### PROBLEM REQUIREMENTS
Can you rewrite every entry below, replacing "service" with "tool" and keeping everything else unchanged?
— Begin —
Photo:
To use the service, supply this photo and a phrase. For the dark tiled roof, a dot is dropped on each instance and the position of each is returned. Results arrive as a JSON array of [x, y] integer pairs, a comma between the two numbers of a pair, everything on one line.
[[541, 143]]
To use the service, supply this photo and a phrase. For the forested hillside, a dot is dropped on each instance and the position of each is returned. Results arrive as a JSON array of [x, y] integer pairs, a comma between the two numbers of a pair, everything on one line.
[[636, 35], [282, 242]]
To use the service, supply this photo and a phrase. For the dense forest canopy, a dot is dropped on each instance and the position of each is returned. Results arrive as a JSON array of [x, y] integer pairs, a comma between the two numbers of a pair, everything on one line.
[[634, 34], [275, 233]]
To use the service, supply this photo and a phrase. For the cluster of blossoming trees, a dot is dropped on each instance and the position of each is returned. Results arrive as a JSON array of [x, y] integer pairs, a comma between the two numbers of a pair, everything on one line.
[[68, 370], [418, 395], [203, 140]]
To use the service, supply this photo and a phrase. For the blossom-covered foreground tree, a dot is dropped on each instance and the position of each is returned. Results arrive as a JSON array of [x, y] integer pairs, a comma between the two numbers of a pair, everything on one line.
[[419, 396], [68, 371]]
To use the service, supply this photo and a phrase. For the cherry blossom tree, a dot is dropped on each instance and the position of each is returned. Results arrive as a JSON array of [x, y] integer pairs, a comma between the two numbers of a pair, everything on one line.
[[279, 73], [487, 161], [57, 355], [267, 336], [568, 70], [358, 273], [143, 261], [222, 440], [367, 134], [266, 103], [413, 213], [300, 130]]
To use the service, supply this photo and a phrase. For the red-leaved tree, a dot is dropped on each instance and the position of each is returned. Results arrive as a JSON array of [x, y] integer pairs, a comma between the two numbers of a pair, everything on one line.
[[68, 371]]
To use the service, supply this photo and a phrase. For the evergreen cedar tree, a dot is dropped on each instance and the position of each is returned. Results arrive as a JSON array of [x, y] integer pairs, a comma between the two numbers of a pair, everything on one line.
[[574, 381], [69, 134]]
— End —
### THE ANSWER
Photo:
To use the tool, supply this photo and a phrase. For the dark tiled roof, a dot is dropped on each instance and the position of each is returned. Results arrive as a JSON array of [x, y] integer pairs, a comma between the two numbers of a pair, everything on one line.
[[541, 143]]
To use the tool, supply this photo and a phrase. For the forested hillside, a dot is dropped on each instance and the position of each is returned. Results arrive as a JSON array of [x, y] integer pairs, a comma between the two numbers of a pair, everything on one line.
[[636, 35], [282, 242]]
To use the tool, supply this photo and a phrase. For the dense forest canopy, a dot is dropped on each instance and the position of each is returned. Results arrive as a JSON array of [x, y] integer pairs, a comma between the two numbers of a pair, everything on one line.
[[634, 34], [275, 233]]
To use the tool, supply this photo and a phrase. For the cluster of blossoming trees, a dot is dropped on each instance and the position of each is returned. Results arrive as a JSON array of [x, y] integer pairs, a comma between the two numbers of a pair, everything on one line.
[[68, 370], [418, 395], [203, 140]]
To use the tool, supply this photo and a phrase. For the blossom-covered foreground tree, a dot is dropped on each instance and the position of each is returned. Results arrive as a JSON array of [x, y] integer pairs, a comma between the two numbers of a pair, everything on one line.
[[419, 396], [68, 371]]
To use the tool, supply this photo and a phrase. For the cherry blossom tree, a dot is dropped on each instance and the position of each is returned. Results arrive as a JSON array of [x, y] integer pairs, a comma between the two numbers of a pair, everything on one line.
[[279, 73], [487, 161], [57, 355], [267, 336], [568, 70], [358, 273], [143, 261], [222, 440], [367, 134], [266, 103], [413, 213], [300, 130]]
To use the tool, supply this photo and a phrase. For the red-leaved tree, a dot is dropped on each instance and the position of each is returned. Results arrive as a JSON array of [x, y] integer pairs, a comma between the two numbers of a pair, everything on one line.
[[68, 371]]
To use the tool, supply this photo and a phrase. For the evergreen cedar tree, a dot is dropped on each instance and the position of each is returned. Results arrive as a JSON array of [x, y] integer pairs, a comma between the two numbers of a pair, everything on one line.
[[574, 381], [69, 134]]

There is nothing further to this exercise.